→ **Excerpt to read**
Research reportNMDA receptor NR2B subunits contribute to PTZ-kindling-induced hippocampal astrocytosis and oxidative stress

- PTZ-kindling up-regulates hippocampal NMDA receptor NR2B subunits expression.
- NMDA receptor NR2B subunits contribute to PTZ-kindling-induced astrocytosis.
- NMDA receptor NR2B subunits contribute to PTZ-kindling-induced oxidative stress.
- NMDA receptor NR2B subunits contribute to PTZ-kindling-induced hippocampal neuron loss.
- NMDA receptor NR2B subunits contribute to PTZ-kindling-induced BDNF expression in hippocampus.

The N-methyl-d-aspartate (NMDA) receptor plays an important role in the pathophysiology of several neurological diseases, including epilepsy. The present study investigated the effect of NMDA receptor NR2B subunits on pentylenetetrazole (PTZ)-kindling-induced pathological and biochemical events in mice. Our results showed that PTZ-kindling up-regulates the expression of NMDA receptor NR2B subunits in the hippocampus and that kindled mice were characterized by significant astrocytosis and neuron loss in the hippocampus. Oxidative stress, including excessive malondialdehyde (MDA) production and decreased enzymatic activities of superoxide dismutase (SOD) and glutathione peroxidase (GSH-PX), were detected in the hippocampus after the mice were fully kindled. Additionally, expression of brain-derived neurotrophic factor (BDNF) in the hippocampus was found to be up-regulated in PTZ-kindled mice. However, selectively blocking NMDA receptor NR2B subunits by ifenprodil significantly suppressed PTZ-kindling-induced hippocampal astrocytosis, oxidative stress and neuron loss. Furthermore, blocking NMDA receptor NR2B subunits also abolished PTZ-kindling-induced BDNF expression. These results indicate that NMDA receptor NR2B subunits contribute to epilepsy-associated pathological and biochemical events, including hippocampal astrocytosis, oxidative stress and neuron loss, and these events might be correlated with up-regulation of BDNF expression.

→ **Data provided**

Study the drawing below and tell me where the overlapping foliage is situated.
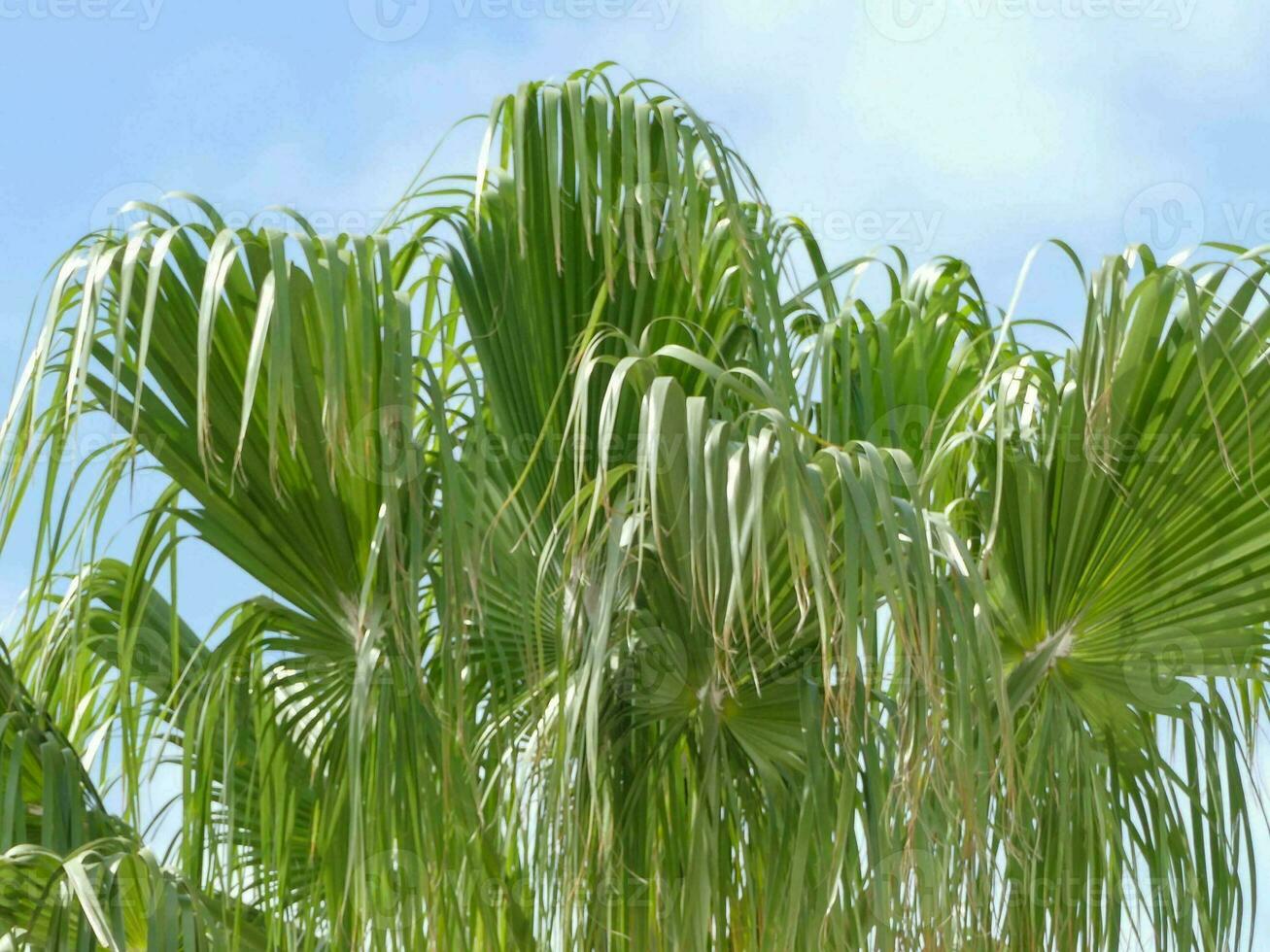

→ **What to do**
Reproduce everything in the NR2B abstract from "Research reportNMDA receptor" down to "PTZ-kindling-induced oxidative stress.". The listing has no connection to the NR2B abstract.

→ **Solution for this exercise**
Research reportNMDA receptor NR2B subunits contribute to PTZ-kindling-induced hippocampal astrocytosis and oxidative stress

- PTZ-kindling up-regulates hippocampal NMDA receptor NR2B subunits expression.
- NMDA receptor NR2B subunits contribute to PTZ-kindling-induced astrocytosis.
- NMDA receptor NR2B subunits contribute to PTZ-kindling-induced oxidative stress.